* [Goal of the exercise]:
In the items below, pick out every line that contains the word "reading", matching upper and lower case exactly.

* [Record set]:
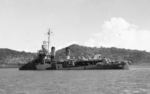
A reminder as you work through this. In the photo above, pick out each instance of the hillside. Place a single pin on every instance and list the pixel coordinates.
(8, 56)
(113, 53)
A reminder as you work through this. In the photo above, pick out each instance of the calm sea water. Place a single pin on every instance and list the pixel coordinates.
(133, 81)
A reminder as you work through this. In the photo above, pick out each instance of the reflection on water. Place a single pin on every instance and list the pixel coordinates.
(133, 81)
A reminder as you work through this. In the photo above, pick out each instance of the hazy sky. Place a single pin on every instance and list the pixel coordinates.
(108, 23)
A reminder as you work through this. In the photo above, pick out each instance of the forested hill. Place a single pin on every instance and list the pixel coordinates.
(113, 53)
(8, 56)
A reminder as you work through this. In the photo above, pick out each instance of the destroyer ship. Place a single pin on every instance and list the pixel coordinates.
(46, 61)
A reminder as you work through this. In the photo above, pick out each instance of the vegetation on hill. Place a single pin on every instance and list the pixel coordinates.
(8, 56)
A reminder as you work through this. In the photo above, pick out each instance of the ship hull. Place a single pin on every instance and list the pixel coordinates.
(89, 67)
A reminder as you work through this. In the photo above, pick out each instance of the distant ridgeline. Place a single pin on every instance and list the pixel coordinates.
(8, 56)
(113, 53)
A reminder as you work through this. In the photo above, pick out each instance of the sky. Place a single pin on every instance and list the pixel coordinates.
(94, 23)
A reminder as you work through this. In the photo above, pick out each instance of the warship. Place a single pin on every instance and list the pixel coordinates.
(46, 61)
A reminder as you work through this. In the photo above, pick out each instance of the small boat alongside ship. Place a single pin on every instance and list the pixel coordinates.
(46, 61)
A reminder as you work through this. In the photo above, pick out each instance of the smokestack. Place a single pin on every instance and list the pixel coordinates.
(67, 53)
(52, 53)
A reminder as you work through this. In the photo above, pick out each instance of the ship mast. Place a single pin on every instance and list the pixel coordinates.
(49, 32)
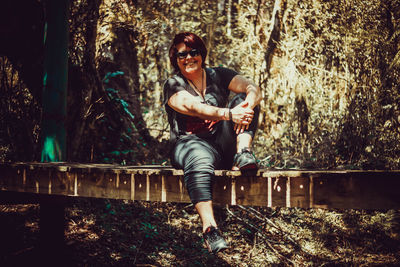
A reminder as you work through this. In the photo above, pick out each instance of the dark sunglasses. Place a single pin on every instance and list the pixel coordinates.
(192, 53)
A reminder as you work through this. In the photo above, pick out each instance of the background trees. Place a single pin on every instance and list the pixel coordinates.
(329, 73)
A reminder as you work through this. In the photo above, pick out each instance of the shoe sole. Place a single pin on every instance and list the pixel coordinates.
(249, 167)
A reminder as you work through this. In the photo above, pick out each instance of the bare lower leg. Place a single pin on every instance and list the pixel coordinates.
(206, 213)
(243, 140)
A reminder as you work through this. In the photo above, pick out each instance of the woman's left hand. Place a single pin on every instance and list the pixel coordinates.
(241, 127)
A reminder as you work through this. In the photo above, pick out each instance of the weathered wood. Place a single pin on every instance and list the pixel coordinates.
(287, 188)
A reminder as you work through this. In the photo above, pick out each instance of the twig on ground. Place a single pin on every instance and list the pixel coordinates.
(259, 232)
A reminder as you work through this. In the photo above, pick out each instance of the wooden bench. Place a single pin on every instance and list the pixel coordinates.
(349, 189)
(52, 185)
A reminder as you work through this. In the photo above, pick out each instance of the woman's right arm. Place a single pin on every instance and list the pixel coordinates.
(185, 103)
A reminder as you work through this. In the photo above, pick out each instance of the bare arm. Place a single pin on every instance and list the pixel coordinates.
(185, 103)
(239, 84)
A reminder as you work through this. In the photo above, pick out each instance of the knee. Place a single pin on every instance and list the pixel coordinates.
(199, 186)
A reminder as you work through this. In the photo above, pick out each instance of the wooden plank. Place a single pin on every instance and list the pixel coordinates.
(284, 188)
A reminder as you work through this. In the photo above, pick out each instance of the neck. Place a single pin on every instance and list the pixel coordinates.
(195, 76)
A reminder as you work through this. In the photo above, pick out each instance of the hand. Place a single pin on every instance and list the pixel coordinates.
(242, 116)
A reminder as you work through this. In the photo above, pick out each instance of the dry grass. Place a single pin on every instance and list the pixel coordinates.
(118, 233)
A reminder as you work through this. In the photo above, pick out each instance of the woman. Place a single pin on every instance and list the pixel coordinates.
(207, 132)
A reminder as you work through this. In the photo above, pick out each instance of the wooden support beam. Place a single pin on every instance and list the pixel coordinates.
(287, 188)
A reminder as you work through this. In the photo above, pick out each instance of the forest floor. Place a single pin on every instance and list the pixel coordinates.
(102, 232)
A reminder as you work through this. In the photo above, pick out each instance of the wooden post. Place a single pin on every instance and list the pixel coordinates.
(55, 76)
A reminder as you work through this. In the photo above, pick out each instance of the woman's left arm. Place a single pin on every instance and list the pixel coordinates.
(240, 84)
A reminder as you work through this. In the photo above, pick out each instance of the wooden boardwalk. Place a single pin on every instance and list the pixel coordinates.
(349, 189)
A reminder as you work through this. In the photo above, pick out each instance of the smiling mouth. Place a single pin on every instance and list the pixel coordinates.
(190, 63)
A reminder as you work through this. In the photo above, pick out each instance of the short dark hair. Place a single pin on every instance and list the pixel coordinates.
(191, 40)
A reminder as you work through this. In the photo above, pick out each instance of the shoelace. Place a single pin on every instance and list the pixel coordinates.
(212, 235)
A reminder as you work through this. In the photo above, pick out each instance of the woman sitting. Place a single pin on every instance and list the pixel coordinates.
(208, 131)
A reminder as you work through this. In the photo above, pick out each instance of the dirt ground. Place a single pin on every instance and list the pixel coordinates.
(103, 232)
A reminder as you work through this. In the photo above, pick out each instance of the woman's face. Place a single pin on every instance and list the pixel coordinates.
(188, 63)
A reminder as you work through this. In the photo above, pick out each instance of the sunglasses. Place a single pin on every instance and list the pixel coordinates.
(192, 53)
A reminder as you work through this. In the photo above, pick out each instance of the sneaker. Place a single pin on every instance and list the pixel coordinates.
(245, 160)
(214, 240)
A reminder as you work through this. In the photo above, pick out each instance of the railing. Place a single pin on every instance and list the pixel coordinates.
(372, 189)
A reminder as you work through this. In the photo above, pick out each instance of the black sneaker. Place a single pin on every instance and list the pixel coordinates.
(245, 160)
(214, 240)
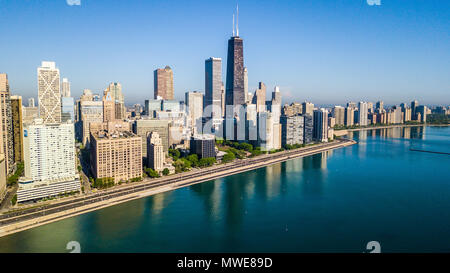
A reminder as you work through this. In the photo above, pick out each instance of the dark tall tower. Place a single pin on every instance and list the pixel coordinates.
(235, 90)
(235, 94)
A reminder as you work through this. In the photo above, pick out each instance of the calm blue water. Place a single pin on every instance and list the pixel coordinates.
(337, 201)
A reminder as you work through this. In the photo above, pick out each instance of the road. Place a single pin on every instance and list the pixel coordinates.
(206, 174)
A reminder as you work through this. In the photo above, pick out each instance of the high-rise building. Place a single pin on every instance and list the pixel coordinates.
(49, 93)
(49, 161)
(320, 119)
(31, 102)
(338, 113)
(414, 105)
(17, 127)
(260, 98)
(235, 85)
(143, 127)
(6, 116)
(362, 114)
(213, 88)
(163, 83)
(293, 109)
(115, 91)
(91, 111)
(292, 130)
(109, 106)
(194, 102)
(308, 128)
(203, 146)
(379, 106)
(246, 85)
(155, 152)
(349, 116)
(307, 108)
(116, 155)
(422, 110)
(65, 88)
(67, 109)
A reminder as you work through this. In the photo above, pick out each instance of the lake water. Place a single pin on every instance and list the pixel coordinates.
(337, 201)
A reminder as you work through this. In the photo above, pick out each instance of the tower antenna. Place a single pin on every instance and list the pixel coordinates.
(233, 24)
(237, 20)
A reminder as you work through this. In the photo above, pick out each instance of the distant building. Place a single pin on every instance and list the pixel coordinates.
(49, 93)
(292, 109)
(203, 146)
(362, 114)
(49, 161)
(292, 130)
(320, 120)
(259, 98)
(308, 129)
(6, 117)
(194, 102)
(308, 108)
(163, 84)
(116, 155)
(155, 152)
(67, 109)
(414, 105)
(17, 127)
(213, 88)
(144, 127)
(349, 116)
(65, 88)
(31, 102)
(338, 113)
(422, 110)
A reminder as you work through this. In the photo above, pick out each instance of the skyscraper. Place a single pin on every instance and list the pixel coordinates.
(235, 85)
(65, 88)
(17, 127)
(155, 153)
(115, 89)
(213, 88)
(49, 93)
(320, 132)
(163, 83)
(414, 105)
(194, 102)
(49, 157)
(307, 108)
(109, 106)
(6, 117)
(260, 98)
(362, 114)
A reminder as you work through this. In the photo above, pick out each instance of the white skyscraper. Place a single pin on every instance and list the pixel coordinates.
(49, 159)
(65, 88)
(49, 93)
(363, 113)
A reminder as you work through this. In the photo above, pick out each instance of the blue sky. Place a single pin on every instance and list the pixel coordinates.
(325, 51)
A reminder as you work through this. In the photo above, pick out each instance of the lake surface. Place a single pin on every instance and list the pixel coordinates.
(337, 201)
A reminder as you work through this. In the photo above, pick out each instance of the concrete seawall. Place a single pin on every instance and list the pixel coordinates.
(79, 206)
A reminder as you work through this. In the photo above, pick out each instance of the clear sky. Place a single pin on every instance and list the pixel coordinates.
(325, 51)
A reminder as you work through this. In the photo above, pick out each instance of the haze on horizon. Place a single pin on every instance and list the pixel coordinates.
(324, 51)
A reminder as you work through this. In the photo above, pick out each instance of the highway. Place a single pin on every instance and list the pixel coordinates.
(133, 189)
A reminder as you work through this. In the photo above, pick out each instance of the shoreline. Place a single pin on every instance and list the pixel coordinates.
(343, 132)
(23, 220)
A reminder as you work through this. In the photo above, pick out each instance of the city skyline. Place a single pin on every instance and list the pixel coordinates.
(422, 74)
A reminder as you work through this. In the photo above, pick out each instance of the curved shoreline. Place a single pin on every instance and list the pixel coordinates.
(23, 220)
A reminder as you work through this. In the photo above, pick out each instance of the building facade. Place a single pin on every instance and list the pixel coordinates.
(116, 155)
(49, 93)
(163, 83)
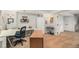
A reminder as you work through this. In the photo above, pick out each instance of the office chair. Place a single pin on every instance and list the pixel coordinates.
(19, 35)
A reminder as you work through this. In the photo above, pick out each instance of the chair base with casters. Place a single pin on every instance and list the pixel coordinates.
(19, 35)
(19, 41)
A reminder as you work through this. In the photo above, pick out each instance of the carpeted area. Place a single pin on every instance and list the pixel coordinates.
(64, 40)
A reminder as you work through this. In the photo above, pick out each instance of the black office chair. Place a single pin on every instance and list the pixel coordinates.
(19, 35)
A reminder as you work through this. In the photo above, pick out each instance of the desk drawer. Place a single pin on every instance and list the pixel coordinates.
(2, 42)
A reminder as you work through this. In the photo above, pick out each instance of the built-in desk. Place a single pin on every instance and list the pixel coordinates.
(4, 34)
(36, 39)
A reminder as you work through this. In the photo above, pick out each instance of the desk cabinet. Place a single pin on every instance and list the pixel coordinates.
(36, 39)
(2, 42)
(36, 42)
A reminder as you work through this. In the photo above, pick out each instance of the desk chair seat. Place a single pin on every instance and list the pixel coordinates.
(19, 35)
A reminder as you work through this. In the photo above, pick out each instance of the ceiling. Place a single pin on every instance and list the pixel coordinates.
(61, 12)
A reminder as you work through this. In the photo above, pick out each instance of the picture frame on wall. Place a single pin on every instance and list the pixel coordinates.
(24, 19)
(10, 20)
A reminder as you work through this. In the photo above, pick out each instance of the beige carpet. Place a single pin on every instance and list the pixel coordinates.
(64, 40)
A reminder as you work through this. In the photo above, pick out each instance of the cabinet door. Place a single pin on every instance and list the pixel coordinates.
(2, 42)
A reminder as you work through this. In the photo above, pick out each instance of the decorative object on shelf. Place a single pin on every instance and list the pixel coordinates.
(51, 19)
(10, 20)
(24, 19)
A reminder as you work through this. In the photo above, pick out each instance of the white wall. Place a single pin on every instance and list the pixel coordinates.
(32, 20)
(58, 24)
(69, 23)
(5, 15)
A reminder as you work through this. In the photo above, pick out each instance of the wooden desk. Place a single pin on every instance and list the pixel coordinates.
(5, 34)
(36, 39)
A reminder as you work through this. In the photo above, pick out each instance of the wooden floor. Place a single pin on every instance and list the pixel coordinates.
(64, 40)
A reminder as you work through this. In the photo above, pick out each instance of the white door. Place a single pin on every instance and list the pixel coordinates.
(68, 23)
(40, 23)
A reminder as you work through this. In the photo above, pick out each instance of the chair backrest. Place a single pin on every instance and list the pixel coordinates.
(23, 30)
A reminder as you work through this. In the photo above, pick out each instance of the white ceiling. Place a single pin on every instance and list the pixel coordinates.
(61, 12)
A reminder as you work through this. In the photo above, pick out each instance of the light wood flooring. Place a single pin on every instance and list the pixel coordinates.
(64, 40)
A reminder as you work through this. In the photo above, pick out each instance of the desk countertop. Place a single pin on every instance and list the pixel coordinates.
(8, 32)
(37, 34)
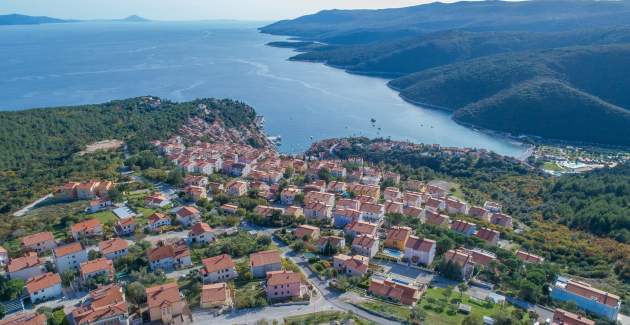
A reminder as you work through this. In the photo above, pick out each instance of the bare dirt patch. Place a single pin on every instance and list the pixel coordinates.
(101, 145)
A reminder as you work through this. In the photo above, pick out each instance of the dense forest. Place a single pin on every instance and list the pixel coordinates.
(540, 73)
(564, 215)
(38, 148)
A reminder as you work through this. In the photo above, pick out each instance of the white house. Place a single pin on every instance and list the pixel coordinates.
(26, 267)
(218, 269)
(418, 250)
(157, 221)
(69, 256)
(169, 256)
(187, 216)
(372, 212)
(44, 287)
(200, 232)
(365, 245)
(114, 248)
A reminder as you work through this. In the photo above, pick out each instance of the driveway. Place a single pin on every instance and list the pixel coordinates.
(334, 298)
(405, 273)
(167, 235)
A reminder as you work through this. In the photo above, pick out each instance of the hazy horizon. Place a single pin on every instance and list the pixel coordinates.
(253, 10)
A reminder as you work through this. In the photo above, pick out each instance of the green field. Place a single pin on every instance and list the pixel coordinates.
(381, 307)
(324, 317)
(446, 316)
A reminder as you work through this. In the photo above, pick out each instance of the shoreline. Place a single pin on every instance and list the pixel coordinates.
(524, 140)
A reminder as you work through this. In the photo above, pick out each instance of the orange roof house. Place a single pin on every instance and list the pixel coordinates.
(216, 295)
(167, 304)
(405, 294)
(265, 261)
(87, 228)
(105, 305)
(97, 267)
(306, 230)
(397, 237)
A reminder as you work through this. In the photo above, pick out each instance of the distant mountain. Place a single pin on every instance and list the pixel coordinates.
(554, 69)
(15, 19)
(411, 54)
(578, 94)
(361, 26)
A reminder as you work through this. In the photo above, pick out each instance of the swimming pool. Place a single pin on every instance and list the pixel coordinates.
(393, 253)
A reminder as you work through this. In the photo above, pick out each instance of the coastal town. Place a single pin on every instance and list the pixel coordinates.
(245, 235)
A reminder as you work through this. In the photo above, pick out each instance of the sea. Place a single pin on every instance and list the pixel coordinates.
(94, 62)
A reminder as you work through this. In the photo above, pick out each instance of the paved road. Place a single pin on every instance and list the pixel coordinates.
(334, 298)
(29, 207)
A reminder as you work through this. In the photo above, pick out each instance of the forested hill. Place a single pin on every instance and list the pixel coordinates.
(361, 26)
(38, 147)
(597, 202)
(569, 94)
(553, 69)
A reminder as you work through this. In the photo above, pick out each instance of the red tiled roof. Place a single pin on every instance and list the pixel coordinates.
(216, 263)
(563, 317)
(187, 211)
(264, 258)
(361, 227)
(420, 244)
(42, 281)
(155, 217)
(39, 237)
(282, 277)
(398, 233)
(24, 262)
(97, 265)
(68, 249)
(200, 228)
(586, 290)
(462, 225)
(163, 294)
(386, 288)
(213, 293)
(105, 303)
(364, 241)
(27, 318)
(112, 245)
(303, 230)
(487, 234)
(86, 225)
(528, 257)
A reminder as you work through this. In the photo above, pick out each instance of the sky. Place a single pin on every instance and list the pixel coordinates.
(189, 9)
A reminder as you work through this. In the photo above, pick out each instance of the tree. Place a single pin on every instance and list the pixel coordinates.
(472, 319)
(68, 277)
(324, 174)
(136, 293)
(450, 270)
(176, 177)
(462, 287)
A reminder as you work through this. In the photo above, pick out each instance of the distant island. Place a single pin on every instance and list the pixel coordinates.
(17, 19)
(561, 78)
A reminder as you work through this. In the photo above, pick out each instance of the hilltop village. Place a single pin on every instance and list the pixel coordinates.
(217, 227)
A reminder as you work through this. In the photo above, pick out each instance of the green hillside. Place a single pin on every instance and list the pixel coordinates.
(38, 147)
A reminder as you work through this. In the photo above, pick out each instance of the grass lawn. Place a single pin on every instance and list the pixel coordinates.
(250, 295)
(436, 315)
(552, 166)
(324, 317)
(104, 216)
(381, 307)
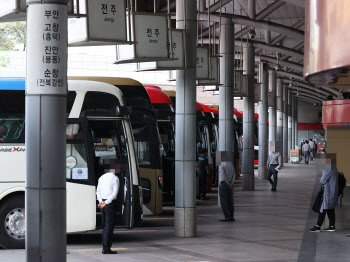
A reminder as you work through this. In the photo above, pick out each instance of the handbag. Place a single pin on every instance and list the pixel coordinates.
(316, 207)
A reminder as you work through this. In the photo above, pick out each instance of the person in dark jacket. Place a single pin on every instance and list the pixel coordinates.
(329, 181)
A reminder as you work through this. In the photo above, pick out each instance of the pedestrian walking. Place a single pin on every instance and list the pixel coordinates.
(226, 180)
(204, 170)
(274, 162)
(329, 181)
(107, 192)
(306, 152)
(312, 149)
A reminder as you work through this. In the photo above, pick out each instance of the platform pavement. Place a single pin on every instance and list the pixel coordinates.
(270, 227)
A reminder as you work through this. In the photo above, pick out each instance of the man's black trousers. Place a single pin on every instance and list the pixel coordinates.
(274, 172)
(226, 200)
(108, 220)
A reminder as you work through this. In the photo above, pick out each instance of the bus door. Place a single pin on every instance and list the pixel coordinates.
(111, 147)
(81, 190)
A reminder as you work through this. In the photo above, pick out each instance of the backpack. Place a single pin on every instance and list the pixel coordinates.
(341, 184)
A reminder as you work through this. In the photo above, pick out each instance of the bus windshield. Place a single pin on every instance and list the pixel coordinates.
(109, 143)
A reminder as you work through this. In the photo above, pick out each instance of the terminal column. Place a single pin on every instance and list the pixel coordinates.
(279, 129)
(290, 121)
(285, 123)
(248, 119)
(293, 121)
(226, 89)
(263, 123)
(185, 142)
(272, 106)
(45, 133)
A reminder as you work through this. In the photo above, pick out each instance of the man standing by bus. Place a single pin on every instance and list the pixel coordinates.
(107, 192)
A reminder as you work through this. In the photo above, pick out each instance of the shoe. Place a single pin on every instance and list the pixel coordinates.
(110, 251)
(225, 220)
(315, 229)
(330, 229)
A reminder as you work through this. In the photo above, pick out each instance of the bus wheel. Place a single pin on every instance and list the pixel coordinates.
(12, 223)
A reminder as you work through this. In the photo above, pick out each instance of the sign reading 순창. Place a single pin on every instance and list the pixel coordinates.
(202, 63)
(47, 49)
(150, 32)
(105, 23)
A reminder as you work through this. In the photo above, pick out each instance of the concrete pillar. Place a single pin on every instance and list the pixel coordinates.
(293, 121)
(185, 142)
(272, 106)
(285, 124)
(290, 121)
(226, 89)
(248, 119)
(279, 128)
(263, 123)
(46, 134)
(297, 142)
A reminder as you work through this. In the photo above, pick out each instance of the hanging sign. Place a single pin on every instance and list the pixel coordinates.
(214, 73)
(151, 34)
(202, 63)
(105, 24)
(12, 10)
(47, 49)
(177, 54)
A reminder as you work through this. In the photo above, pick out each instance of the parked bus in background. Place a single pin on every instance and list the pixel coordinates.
(98, 132)
(147, 141)
(165, 115)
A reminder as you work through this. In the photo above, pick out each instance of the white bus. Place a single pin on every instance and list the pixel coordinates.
(98, 132)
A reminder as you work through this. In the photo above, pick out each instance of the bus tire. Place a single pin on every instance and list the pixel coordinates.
(12, 224)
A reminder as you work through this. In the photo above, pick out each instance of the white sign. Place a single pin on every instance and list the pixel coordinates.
(80, 173)
(150, 32)
(202, 63)
(71, 162)
(47, 49)
(12, 10)
(106, 21)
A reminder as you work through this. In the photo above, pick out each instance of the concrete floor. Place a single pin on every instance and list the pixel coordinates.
(269, 227)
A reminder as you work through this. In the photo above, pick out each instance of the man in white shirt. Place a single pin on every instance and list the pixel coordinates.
(306, 152)
(312, 149)
(107, 192)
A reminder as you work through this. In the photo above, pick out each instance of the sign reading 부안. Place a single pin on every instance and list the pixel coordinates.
(47, 49)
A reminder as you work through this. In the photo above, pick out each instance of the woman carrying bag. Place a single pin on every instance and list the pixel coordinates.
(329, 181)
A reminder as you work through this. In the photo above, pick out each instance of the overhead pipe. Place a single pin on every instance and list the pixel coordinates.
(262, 24)
(280, 37)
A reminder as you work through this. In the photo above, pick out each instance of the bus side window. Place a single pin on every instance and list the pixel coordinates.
(76, 157)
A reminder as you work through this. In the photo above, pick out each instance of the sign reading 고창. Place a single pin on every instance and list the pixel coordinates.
(47, 49)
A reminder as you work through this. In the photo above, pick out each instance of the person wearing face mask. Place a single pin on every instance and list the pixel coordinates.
(329, 181)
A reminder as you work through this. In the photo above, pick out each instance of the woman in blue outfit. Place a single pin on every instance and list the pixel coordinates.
(329, 181)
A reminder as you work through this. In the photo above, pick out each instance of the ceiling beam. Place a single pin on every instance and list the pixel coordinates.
(262, 24)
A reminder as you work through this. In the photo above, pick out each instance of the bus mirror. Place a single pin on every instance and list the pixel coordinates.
(123, 110)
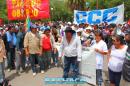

* [Task answer]:
A reminder as you work through this. In the photo above, pick out each instance of the sign reading 순창. Place a single pin on every instance and list the pixel coordinates.
A reminder as you work through this. In the photo above, pick out each instance of the sign reading 부안. Place a single pin on every instance and list the pixel coordinates.
A reminder as you work through this. In the photo above, pick out each instance of the sign reading 고창. Place a single pin on every instance and list the pixel coordinates.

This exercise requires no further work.